◆ Petunjuk ◆
Salin tanpa perubahan bagian berita tentang Indeks Pengasuhan Anak Usia Dini, mulai dari "Dalam indeks ini" sampai dengan "daring, Senin (17/2/2025).".

◆ Kutipan Sumber ◆
JAKARTA, LASPELA — Sekretaris Kementerian Kependudukan dan Pembangunan Keluarga/Sekretaris Utama Badan Kependudukan dan Keluarga Berencana Nasional (Kemendukbangga/BKKBN), Prof. Budi Setiyono menyambut positif atas diterimanya Indeks Pengasuhan Anak Usia Dini oleh Kementerian Perencanaan Pembangunan Nasional (KemenPPN)/Bappenas sebagai salah satu indikator rancangan Rencana Pembangunan Jangka Menengah Nasional (RPJMN) 2025-2029.
Dalam indeks ini terdapat variabel yang menjadi fokus, hanya 14% orang tua mendampingi anak usia dini dalam penggunaan gadget/media sosial/internet (BPS, 2021); hanya 69% anak usia dini berbincang-bincang/mengobrol dengan orang tua (BPS, 2021); hanya 59% anak usia 6-23 bulan yang makan makanan beragam (BPS, 2023); dan terbatasnya jumlah anak usia dini dari keluarga desil 1 s/d 4 yang memiliki akte lahir, jaminan kesehatan dan tinggal di rumah layak huni, terutama di NTT dan Papua.
Sebagai upaya meningkatkan Indeks Pengasuhan Anak Usia Dini, Kemendukbangga/BKKBN menggelar kegiatan Call to Action: Indeks
Pengasuhan Anak Usia Dini secara daring, Senin (17/2/2025).
Ketika membuka kegiatan tersebut, Prof. Budi menyinggung tentang proyeksi jumlah dan persentase penduduk usia 0 sampai 9 tahun terhadap total jumlah penduduk yang mengalami penurunan sejak 2025, dan akan berlanjut hingga 2050.
“Hal ini tentunya memiliki implikasi pada nilai anak dan pola pengasuhan yang tepat. Data ini dapat menjadi dasar dalam penentuan kebijakan kependudukan dan pembangunan keluarga untuk memastikan pengasuhan yang optimal dan mencapai Indonesia Emas,” ujar Budi.

◆ Bahan ◆

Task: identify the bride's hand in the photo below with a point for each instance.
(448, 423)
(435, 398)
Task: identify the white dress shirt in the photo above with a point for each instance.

◆ Jawaban ◆
Dalam indeks ini terdapat variabel yang menjadi fokus, hanya 14% orang tua mendampingi anak usia dini dalam penggunaan gadget/media sosial/internet (BPS, 2021); hanya 69% anak usia dini berbincang-bincang/mengobrol dengan orang tua (BPS, 2021); hanya 59% anak usia 6-23 bulan yang makan makanan beragam (BPS, 2023); dan terbatasnya jumlah anak usia dini dari keluarga desil 1 s/d 4 yang memiliki akte lahir, jaminan kesehatan dan tinggal di rumah layak huni, terutama di NTT dan Papua.
Sebagai upaya meningkatkan Indeks Pengasuhan Anak Usia Dini, Kemendukbangga/BKKBN menggelar kegiatan Call to Action: Indeks
Pengasuhan Anak Usia Dini secara daring, Senin (17/2/2025).